[Coordinate annotation entries]
============

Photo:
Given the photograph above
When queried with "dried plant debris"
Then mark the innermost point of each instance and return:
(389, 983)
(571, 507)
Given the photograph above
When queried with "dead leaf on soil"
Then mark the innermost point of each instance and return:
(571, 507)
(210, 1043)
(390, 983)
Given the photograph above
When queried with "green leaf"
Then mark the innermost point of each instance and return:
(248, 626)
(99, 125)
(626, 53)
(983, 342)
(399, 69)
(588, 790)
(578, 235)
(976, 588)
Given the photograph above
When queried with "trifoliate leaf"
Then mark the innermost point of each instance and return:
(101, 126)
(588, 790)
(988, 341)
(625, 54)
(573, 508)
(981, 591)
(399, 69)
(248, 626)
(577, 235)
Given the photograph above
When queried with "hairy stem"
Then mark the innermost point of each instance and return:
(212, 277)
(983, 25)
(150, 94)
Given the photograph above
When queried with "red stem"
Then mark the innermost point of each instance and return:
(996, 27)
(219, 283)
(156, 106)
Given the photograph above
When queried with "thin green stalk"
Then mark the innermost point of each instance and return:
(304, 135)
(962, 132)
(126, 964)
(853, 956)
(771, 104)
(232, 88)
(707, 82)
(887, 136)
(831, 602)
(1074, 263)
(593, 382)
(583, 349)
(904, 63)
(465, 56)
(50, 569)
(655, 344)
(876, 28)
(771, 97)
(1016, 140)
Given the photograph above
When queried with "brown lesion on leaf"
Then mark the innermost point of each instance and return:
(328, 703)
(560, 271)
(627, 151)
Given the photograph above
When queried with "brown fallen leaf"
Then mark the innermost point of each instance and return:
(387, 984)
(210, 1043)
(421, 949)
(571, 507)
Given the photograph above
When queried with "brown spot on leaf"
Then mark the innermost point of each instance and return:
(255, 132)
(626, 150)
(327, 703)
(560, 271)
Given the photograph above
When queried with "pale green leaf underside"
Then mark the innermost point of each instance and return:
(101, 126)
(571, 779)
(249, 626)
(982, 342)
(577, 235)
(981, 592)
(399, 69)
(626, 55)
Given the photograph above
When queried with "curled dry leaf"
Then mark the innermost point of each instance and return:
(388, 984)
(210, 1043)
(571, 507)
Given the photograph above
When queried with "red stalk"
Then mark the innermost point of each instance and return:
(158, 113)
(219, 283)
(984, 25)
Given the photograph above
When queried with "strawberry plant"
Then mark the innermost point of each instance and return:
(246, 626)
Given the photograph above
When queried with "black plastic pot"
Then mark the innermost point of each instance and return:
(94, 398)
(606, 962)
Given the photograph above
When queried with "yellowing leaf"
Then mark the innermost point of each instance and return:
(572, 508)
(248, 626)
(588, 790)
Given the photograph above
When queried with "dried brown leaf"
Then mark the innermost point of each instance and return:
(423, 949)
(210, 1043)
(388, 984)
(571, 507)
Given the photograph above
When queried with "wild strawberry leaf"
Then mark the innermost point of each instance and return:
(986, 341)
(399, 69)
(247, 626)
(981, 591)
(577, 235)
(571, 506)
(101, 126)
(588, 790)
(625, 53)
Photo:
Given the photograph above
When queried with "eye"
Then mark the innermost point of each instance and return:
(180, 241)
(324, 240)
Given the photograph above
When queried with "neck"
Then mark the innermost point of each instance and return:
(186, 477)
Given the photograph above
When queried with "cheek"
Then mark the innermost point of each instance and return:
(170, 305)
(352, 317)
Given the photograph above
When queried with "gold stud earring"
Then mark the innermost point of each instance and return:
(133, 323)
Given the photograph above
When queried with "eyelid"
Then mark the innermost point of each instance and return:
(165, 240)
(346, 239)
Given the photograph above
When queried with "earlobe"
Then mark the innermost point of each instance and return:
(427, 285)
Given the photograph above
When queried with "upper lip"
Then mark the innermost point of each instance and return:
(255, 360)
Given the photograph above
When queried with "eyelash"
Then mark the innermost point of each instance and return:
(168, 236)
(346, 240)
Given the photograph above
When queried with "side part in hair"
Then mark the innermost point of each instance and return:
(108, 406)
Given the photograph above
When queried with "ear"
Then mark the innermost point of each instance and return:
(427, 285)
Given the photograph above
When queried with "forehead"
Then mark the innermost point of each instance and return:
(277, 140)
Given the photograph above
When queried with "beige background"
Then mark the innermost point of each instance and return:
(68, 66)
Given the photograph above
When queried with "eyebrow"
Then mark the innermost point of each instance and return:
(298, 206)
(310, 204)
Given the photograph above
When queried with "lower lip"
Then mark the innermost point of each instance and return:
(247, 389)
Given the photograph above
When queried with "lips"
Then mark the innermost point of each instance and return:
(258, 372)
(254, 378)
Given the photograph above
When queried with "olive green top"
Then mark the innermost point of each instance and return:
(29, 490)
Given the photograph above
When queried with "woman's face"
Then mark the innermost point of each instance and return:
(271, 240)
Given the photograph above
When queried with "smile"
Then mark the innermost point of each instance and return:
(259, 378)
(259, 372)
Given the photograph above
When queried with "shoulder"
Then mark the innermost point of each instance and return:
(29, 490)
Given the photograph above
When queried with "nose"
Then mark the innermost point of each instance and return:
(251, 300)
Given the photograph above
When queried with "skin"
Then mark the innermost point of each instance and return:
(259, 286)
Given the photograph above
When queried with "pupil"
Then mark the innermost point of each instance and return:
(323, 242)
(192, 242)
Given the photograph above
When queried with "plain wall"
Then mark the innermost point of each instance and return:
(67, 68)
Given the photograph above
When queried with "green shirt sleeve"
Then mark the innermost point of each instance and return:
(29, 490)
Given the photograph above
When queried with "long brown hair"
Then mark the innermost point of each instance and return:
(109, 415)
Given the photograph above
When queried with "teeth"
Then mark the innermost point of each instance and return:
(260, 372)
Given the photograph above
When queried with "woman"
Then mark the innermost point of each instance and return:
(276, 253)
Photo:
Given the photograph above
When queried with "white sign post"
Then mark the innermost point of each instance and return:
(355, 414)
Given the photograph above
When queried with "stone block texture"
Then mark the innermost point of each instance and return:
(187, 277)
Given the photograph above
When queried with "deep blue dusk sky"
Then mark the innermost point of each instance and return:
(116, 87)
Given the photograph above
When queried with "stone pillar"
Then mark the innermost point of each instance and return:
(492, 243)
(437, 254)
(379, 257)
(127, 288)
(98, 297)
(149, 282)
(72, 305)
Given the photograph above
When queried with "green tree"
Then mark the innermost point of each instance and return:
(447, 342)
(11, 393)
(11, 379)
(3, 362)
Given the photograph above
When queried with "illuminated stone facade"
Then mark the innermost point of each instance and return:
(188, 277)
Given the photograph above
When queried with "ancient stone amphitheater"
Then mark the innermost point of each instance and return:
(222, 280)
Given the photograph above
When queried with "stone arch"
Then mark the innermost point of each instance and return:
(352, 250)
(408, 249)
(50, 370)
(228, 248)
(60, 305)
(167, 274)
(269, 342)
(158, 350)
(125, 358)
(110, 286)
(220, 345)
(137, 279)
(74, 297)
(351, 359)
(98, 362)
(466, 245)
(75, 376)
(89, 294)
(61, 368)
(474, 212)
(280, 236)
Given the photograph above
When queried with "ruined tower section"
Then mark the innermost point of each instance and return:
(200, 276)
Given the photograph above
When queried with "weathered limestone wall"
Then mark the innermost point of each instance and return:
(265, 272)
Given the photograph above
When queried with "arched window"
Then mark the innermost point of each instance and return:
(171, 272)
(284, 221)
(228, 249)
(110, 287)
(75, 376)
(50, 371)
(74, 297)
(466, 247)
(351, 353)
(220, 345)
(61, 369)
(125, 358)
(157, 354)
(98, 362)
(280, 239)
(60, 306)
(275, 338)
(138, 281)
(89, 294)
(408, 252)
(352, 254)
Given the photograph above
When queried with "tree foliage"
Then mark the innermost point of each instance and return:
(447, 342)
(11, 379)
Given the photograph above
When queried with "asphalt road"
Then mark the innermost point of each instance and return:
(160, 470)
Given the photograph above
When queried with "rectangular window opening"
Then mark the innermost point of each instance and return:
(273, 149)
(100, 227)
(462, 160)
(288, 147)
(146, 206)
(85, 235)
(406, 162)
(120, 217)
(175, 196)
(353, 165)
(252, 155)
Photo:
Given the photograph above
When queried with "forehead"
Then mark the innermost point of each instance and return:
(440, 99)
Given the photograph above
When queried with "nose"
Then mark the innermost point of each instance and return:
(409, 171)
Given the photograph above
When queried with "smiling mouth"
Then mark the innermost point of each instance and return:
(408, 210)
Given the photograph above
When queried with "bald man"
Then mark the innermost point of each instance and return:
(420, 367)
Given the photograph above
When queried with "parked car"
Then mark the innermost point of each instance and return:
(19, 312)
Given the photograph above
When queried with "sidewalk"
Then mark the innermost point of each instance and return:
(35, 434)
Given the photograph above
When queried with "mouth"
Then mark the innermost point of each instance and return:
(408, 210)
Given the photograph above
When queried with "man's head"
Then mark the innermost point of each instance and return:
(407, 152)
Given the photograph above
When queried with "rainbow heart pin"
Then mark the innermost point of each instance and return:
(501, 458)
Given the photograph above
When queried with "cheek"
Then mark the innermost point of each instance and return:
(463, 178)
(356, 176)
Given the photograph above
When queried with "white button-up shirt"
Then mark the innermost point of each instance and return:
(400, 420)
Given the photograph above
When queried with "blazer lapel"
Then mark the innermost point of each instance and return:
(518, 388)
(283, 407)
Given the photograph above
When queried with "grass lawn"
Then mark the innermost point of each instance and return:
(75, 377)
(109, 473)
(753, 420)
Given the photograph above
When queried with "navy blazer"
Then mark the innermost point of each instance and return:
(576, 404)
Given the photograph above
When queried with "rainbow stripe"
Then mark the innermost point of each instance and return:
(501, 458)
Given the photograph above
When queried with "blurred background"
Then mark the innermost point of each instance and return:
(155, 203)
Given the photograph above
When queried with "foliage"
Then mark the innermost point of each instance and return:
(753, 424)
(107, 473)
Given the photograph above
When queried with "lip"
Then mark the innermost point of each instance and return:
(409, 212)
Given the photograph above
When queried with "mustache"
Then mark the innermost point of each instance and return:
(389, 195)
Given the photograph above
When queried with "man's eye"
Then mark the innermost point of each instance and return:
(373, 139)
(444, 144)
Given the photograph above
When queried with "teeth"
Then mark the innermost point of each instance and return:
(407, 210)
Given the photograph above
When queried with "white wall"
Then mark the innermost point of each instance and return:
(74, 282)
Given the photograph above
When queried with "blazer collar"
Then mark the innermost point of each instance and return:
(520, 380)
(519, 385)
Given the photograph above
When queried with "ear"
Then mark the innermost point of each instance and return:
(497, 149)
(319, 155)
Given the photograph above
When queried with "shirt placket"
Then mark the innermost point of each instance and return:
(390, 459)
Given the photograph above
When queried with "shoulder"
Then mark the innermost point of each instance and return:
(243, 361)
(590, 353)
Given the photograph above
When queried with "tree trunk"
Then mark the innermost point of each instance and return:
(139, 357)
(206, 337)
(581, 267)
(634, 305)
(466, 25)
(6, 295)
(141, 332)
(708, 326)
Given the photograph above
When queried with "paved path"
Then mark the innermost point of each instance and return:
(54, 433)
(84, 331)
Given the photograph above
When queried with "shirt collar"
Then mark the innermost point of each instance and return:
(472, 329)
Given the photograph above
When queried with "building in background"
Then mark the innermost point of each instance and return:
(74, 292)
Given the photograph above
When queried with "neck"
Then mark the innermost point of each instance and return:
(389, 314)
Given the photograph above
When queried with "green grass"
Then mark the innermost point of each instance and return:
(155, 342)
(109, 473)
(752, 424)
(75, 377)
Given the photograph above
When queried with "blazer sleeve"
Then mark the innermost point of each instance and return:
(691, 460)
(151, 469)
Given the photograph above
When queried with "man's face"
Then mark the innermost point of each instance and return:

============

Exercise prompt: Gather every line in the entries above that contains the word "collar".

Result for this task:
When queried with "blazer collar"
When queried with "shirt collar"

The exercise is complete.